## Text segment
Optimization Pipeline#

Embedl Deploy prepares PyTorch models for hardware deployment through a three-stage pipeline. Each stage operates on a standard torch.fx.GraphModule and produces a numerically equivalent model.

Pipeline stages#

┌──────────────┐     ┌──────────────┐     ┌──────────────┐
│ Conversions  │ ──▶ │   Fusions    │ ──▶ │ Quantization │
│ (structural) │     │ (operator)   │     │   (INT8)     │
└──────────────┘     └──────────────┘     └──────────────┘
  1. Conversions — structural graph rewrites that normalize the computation graph for the target hardware. These are necessary because hardware compilers like TensorRT have specific operator requirements and fusion patterns. For example, replacing Flatten Linear with Conv2d(1×1) Flatten enables TensorRT to fuse the classifier head with preceding convolutions. Similarly, decomposing nn.MultiheadAttention into explicit sub-modules exposes the Q/K/V projections for proper QDQ placement. Conversions run iteratively until no new matches are found.

  2. Fusions — combine sequences of operators into single fused modules that map directly to hardware-accelerated kernels. For example, Conv2d BatchNorm2d ReLU becomes a single FusedConvBNReLU module. Fusions are matched and applied in a single pass, with longer patterns taking priority over shorter ones.

  3. Quantization — insert Quantize/DeQuantize (QDQ) stubs at pattern-declared positions, calibrate scale/zero-point from representative data, and optionally run Quantization-Aware Training (QAT). The result is an ONNX-exportable model with explicit QDQ nodes that hardware compilers (like TensorRT) use for INT8 inference.

## Exercise requirements
1. Name each stage of the pipeline described on the optimization pipeline page, in the order given.
2. According to the optimization pipeline page, what single module does the sequence Conv2d BatchNorm2d ReLU become?
3. Write the next part of the optimization pipeline page, picking up after its final sentence.
The listing that comes next has no connection to the optimization pipeline page.

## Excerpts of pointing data

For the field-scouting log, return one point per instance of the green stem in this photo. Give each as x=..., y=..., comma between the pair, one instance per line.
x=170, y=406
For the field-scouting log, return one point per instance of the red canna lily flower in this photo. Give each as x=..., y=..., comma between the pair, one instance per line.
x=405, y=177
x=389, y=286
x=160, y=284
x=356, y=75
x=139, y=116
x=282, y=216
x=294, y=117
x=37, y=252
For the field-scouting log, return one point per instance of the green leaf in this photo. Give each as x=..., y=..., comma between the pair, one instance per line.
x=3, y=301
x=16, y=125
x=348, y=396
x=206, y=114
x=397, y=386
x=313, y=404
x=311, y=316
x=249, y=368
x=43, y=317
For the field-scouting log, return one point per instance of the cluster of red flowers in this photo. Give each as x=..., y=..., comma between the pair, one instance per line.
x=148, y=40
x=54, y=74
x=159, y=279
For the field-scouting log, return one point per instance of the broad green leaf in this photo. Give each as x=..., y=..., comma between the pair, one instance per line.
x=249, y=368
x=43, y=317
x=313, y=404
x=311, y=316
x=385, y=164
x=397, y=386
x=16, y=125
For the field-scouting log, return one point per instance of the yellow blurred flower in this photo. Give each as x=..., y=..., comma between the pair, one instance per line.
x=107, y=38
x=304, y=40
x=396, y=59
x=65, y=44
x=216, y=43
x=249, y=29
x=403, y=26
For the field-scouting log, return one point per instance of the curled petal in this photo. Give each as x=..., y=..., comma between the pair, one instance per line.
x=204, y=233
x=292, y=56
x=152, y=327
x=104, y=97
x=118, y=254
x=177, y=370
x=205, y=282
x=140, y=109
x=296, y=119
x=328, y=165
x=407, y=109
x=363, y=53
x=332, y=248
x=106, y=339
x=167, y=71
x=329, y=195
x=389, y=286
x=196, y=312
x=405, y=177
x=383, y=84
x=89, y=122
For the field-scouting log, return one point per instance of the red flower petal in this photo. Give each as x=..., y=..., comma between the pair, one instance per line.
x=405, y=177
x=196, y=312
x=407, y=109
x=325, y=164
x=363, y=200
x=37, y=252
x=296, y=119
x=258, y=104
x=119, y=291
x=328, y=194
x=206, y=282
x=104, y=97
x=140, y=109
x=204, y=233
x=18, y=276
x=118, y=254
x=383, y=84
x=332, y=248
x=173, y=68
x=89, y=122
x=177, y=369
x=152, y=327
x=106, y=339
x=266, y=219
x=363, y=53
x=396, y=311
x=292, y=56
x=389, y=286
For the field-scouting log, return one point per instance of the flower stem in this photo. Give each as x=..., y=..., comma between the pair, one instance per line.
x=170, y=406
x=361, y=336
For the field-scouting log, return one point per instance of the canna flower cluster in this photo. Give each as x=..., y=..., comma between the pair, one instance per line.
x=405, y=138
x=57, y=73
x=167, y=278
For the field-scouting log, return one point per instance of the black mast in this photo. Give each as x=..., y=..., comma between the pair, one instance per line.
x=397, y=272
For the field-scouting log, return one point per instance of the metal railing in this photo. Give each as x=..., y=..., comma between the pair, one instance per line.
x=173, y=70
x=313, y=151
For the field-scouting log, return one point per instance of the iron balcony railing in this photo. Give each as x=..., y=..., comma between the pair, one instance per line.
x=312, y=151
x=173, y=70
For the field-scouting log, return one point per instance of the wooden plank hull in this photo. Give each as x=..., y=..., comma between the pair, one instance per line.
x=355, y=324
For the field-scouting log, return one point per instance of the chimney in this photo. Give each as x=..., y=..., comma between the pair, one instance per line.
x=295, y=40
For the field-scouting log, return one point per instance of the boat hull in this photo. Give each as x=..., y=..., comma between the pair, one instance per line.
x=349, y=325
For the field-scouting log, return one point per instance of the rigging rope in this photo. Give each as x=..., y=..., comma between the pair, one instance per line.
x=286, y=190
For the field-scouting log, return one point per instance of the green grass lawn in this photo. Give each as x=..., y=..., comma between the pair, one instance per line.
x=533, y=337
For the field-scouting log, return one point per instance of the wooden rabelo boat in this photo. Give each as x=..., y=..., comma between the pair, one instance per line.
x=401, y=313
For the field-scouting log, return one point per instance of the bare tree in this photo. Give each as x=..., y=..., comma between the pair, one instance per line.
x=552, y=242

## Outputs by task
1. Conversions, Fusions, Quantization

2. A single FusedConvBNReLU module.

3.
One-shot API#

The simplest way to run the pipeline is transform():

import torch
from torchvision.models import resnet50

from embedl_deploy import transform
from embedl_deploy.tensorrt import TENSORRT_PATTERNS

model = resnet50(weights="DEFAULT").eval()
result = transform(model, patterns=TENSORRT_PATTERNS)

deployable = result.model  # fused GraphModule
print(f"Applied: {result.report['applied_count']}")
print(f"Skipped: {result.report['skipped_count']}")

transform() accepts both nn.Module and fx.GraphModule. When given an nn.Module, it traces internally with torch.fx.symbolic_trace. For models with dynamic control flow or custom tracing requirements, trace the model yourself and pass the GraphModule directly:

# Option 1: Let transform() handle tracing
result = transform(model, patterns=TENSORRT_PATTERNS)

# Option 2: Trace yourself for full control
graph_module = torch.fx.symbolic_trace(model)
result = transform(graph_module, patterns=TENSORRT_PATTERNS)

When transform() receives an nn.Module, it internally:

  1. Traces the model with torch.fx.symbolic_trace.

  2. Runs all conversion patterns (is_conversion=True) iteratively.

  3. Runs all fusion patterns in a single pass.

Plan-based API#

For full control, use the two-step workflow:

from embedl_deploy import get_transformation_plan, apply_transformation_plan
from embedl_deploy.tensorrt import TENSORRT_PATTERNS

graph_module = torch.fx.symbolic_trace(model)
plan = get_transformation_plan(graph_module, patterns=TENSORRT_PATTERNS)

# Inspect matches
for node_name, pats in plan.matches.items():
    for pat_name, match in pats.items():
        print(f"{node_name}: {pat_name} (apply={match.apply})")

# Disable specific matches
plan.matches["maxpool"]["StemConvBNReLUMaxPoolPattern"].apply = False

# Apply
result = apply_transformation_plan(plan)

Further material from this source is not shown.